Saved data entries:
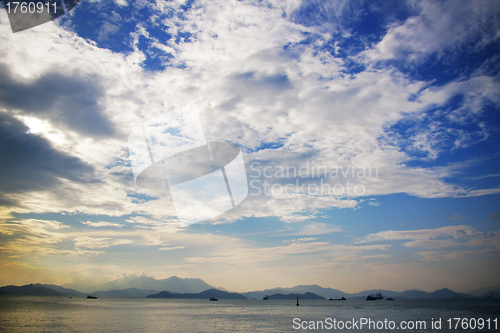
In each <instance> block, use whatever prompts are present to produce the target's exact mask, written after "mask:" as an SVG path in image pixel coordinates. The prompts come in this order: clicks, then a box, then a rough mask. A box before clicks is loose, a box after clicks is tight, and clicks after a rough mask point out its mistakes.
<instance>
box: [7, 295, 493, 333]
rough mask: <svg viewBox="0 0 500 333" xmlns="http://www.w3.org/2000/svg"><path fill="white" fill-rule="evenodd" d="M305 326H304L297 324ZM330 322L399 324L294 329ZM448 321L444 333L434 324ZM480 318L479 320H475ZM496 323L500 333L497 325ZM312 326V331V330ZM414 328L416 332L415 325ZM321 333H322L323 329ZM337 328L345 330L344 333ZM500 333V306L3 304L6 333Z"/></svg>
mask: <svg viewBox="0 0 500 333" xmlns="http://www.w3.org/2000/svg"><path fill="white" fill-rule="evenodd" d="M456 317H459V318H466V321H467V322H469V323H471V324H474V323H476V325H477V323H478V322H480V320H479V318H483V319H484V320H486V319H488V318H489V319H490V323H491V325H490V326H491V327H490V329H489V330H488V329H487V326H486V322H485V326H484V328H483V329H478V328H479V326H476V328H475V329H470V328H469V329H466V330H463V329H461V327H460V325H459V326H458V328H457V329H455V323H456V321H452V329H451V330H450V329H449V327H448V322H447V319H448V318H456ZM295 318H298V319H295ZM327 318H330V320H332V321H333V319H336V320H337V321H344V322H347V321H349V322H351V323H352V322H353V320H354V321H358V323H359V321H360V320H362V318H366V320H368V319H370V320H372V321H374V322H377V321H382V322H383V321H384V320H385V319H387V321H394V322H395V324H396V329H392V330H390V329H372V330H370V329H368V328H367V326H366V325H365V326H364V327H363V329H354V330H347V329H345V328H344V330H338V329H337V330H334V329H333V328H332V329H327V328H329V327H328V326H324V327H323V329H316V330H313V329H307V330H303V329H294V319H295V323H296V324H295V327H296V328H297V327H298V325H299V324H298V323H300V325H303V326H304V327H308V328H318V326H320V325H321V324H317V322H318V321H323V323H324V324H326V323H327V321H325V320H326V319H327ZM439 318H441V322H442V328H441V330H437V329H434V330H432V329H431V320H432V319H434V321H435V320H438V319H439ZM472 318H474V319H472ZM495 319H496V324H497V329H495V327H494V325H495V322H494V320H495ZM416 320H419V321H425V322H426V329H413V330H401V329H397V327H398V326H399V325H400V323H401V321H416ZM311 322H312V323H311ZM410 325H411V324H410ZM319 328H321V327H319ZM337 328H338V327H337ZM298 331H302V332H307V331H313V332H340V331H358V332H368V331H385V332H388V331H391V332H408V331H411V332H430V331H434V332H500V300H498V299H481V300H395V301H385V300H380V301H372V302H367V301H364V300H347V301H307V300H304V301H301V302H300V306H298V307H297V306H296V305H295V300H292V301H272V300H270V301H263V300H231V301H230V300H220V301H218V302H209V301H208V300H172V299H144V298H99V299H96V300H93V299H86V298H79V297H74V298H66V297H42V296H40V297H36V296H2V297H0V332H92V333H96V332H183V333H184V332H298Z"/></svg>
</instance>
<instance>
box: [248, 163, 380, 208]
mask: <svg viewBox="0 0 500 333" xmlns="http://www.w3.org/2000/svg"><path fill="white" fill-rule="evenodd" d="M250 170H251V173H250V175H249V176H250V178H252V180H250V188H251V190H250V195H253V196H259V195H266V196H279V197H283V196H287V197H290V196H293V195H305V196H307V197H308V198H309V199H311V198H314V197H324V196H338V197H354V196H356V197H358V196H364V195H365V194H366V186H365V183H366V181H367V180H369V179H374V178H378V167H377V166H375V165H369V166H363V165H354V164H352V165H329V166H325V165H316V164H315V163H314V161H309V160H307V161H306V163H304V164H301V165H300V166H296V165H287V166H283V165H277V166H271V165H266V166H264V167H263V166H262V163H261V162H253V163H251V164H250Z"/></svg>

* _AIM OF THE EXERCISE_
Scan the records above for the string "instance", then select every line that holds it.

* _RESPONSE TO THE EXERCISE_
In each <instance> block, use whatever prompts are present to produce the target's exact mask, written after "mask:" as an SVG path in image pixel coordinates. The prompts come in this order: clicks, then a box, then a rough mask. A box before clicks is loose, a box after clicks is tight, and clicks after a rough mask point out its mistakes.
<instance>
</instance>
<instance>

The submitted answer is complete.